(begin)
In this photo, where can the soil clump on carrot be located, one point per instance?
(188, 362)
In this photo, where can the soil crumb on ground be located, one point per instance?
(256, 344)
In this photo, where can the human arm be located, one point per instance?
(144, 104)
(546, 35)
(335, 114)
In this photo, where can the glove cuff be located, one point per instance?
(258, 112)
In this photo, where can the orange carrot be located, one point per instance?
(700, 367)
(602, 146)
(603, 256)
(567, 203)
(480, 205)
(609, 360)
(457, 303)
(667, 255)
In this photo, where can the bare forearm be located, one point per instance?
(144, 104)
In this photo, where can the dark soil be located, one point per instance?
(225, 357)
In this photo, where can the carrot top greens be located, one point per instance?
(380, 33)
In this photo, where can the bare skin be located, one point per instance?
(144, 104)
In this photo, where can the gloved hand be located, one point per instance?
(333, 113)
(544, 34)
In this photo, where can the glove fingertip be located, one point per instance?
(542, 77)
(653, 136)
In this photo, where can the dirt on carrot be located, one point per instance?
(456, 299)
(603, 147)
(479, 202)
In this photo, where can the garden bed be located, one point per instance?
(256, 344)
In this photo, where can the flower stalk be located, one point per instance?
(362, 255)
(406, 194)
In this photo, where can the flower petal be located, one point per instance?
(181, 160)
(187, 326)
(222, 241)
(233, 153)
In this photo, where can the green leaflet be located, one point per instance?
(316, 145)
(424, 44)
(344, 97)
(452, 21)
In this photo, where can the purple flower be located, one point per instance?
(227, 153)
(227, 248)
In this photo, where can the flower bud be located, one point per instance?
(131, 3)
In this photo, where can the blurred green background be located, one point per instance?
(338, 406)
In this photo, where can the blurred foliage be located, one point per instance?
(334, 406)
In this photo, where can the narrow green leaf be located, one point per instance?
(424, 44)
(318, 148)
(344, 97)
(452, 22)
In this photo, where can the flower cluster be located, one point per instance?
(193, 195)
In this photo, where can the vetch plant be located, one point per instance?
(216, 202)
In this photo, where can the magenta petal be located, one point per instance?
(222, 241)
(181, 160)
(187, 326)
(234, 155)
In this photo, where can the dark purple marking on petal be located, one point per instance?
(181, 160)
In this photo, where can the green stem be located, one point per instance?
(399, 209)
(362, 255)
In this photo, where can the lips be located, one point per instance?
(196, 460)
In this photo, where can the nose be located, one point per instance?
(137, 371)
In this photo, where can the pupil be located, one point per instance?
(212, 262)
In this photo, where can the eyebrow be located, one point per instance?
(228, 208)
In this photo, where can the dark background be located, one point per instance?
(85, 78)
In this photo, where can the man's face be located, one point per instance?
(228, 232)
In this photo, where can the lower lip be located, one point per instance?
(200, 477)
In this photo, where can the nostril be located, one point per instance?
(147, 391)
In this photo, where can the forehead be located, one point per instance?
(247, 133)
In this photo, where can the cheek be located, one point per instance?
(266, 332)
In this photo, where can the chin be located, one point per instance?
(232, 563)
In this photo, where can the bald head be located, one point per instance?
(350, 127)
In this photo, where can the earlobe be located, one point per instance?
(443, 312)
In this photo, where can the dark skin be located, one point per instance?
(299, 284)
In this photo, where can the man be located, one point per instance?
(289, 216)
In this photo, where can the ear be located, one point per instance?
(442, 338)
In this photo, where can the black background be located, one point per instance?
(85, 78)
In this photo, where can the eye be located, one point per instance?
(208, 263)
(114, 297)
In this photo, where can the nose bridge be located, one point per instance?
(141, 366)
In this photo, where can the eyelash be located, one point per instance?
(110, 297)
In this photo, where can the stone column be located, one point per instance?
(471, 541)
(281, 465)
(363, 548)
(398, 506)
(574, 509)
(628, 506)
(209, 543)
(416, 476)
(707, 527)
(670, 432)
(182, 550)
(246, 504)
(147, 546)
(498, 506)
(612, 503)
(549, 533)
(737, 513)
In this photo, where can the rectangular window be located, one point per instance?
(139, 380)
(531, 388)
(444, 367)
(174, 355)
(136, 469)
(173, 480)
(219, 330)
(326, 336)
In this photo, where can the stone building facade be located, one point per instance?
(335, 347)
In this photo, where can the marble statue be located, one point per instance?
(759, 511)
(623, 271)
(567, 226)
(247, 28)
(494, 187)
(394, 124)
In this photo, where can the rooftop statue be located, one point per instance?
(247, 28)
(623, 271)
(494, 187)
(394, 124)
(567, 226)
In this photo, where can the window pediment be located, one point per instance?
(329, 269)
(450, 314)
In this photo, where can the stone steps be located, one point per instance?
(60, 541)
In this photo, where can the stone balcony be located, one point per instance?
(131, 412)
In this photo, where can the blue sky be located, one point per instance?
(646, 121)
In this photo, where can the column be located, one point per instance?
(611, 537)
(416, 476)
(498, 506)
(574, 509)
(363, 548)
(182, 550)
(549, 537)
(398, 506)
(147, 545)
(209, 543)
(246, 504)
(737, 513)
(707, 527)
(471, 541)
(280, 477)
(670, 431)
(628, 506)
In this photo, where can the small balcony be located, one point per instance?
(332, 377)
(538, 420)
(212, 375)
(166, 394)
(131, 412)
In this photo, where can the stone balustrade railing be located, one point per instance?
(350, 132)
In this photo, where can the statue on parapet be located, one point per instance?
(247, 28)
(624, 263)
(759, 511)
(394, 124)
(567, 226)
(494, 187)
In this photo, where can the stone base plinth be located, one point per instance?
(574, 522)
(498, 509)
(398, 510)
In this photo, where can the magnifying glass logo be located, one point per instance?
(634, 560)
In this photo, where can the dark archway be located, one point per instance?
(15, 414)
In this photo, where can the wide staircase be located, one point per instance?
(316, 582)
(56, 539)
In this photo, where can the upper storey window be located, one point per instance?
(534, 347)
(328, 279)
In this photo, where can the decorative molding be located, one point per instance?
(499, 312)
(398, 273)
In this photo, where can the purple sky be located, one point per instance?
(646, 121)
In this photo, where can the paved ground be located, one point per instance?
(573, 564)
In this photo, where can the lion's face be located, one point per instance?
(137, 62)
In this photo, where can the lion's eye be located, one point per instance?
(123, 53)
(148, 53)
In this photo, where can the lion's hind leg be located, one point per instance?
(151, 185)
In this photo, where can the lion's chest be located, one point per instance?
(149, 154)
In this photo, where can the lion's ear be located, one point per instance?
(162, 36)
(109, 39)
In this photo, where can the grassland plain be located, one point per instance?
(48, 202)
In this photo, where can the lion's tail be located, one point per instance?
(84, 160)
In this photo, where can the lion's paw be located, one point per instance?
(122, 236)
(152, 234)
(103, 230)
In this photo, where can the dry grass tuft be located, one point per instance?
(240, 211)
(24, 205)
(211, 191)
(end)
## Goal
Reproduce the rows unchanged, starting at the line that contains "In this photo, where can the lion's paw" and continuing through the last row, both ends included.

## Solution for this exercise
In this photo, where can the lion's paw be located, one point per instance?
(122, 236)
(152, 234)
(103, 230)
In this photo, where can the dry grass tuft be located, one point per instance?
(240, 211)
(24, 205)
(211, 191)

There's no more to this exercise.